• _Text excerpt_:
===
California Completely Misses The Point

January 3rd, 2010 | 5 Comments | Posted in Economy

california budget

As California continues to melt down, an article today in the Oakland Tribune forecasts the challenge (tax revenue) and completely forgets where the money actually comes from.

They point out the welfare will need to be cut, along with schools, and state workers…

Enrollment in California classrooms could swell, public colleges may further limit enrollment and raise student fees, state workers could face another year of furloughs, and the poor may stop receiving welfare unless Schwarzenegger and lawmakers agree to raise revenue.

Since February, California has made nearly $60 billion in adjustments to its annual spending plan. That has come in the form of cuts to education and social service programs, temporary hikes in the sales and income taxes, an increase in the vehicle license fee and one-time infusions of cash from the federal stimulus package.
===
Stored records:
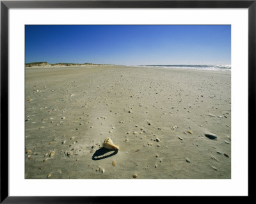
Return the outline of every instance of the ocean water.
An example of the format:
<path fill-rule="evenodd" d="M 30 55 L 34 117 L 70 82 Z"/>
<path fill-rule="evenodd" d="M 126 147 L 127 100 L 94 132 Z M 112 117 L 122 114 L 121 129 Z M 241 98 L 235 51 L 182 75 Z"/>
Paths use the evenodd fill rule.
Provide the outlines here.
===
• _Work task 1_:
Answer these about the California budget post:
(a) Which newspaper ran the article the post discusses?
(b) How much in adjustments has California made to its annual spending plan since February?
(c) Which fee was increased?
• _Work task 2_: From the California budget post, repeat word for word the part that opens with the words containing "california budget" and closes with "to raise revenue.".

• _Written solution 1_:
(a) The Oakland Tribune
(b) Nearly $60 billion
(c) The vehicle license fee

• _Written solution 2_:
california budget

As California continues to melt down, an article today in the Oakland Tribune forecasts the challenge (tax revenue) and completely forgets where the money actually comes from.

They point out the welfare will need to be cut, along with schools, and state workers…

Enrollment in California classrooms could swell, public colleges may further limit enrollment and raise student fees, state workers could face another year of furloughs, and the poor may stop receiving welfare unless Schwarzenegger and lawmakers agree to raise revenue.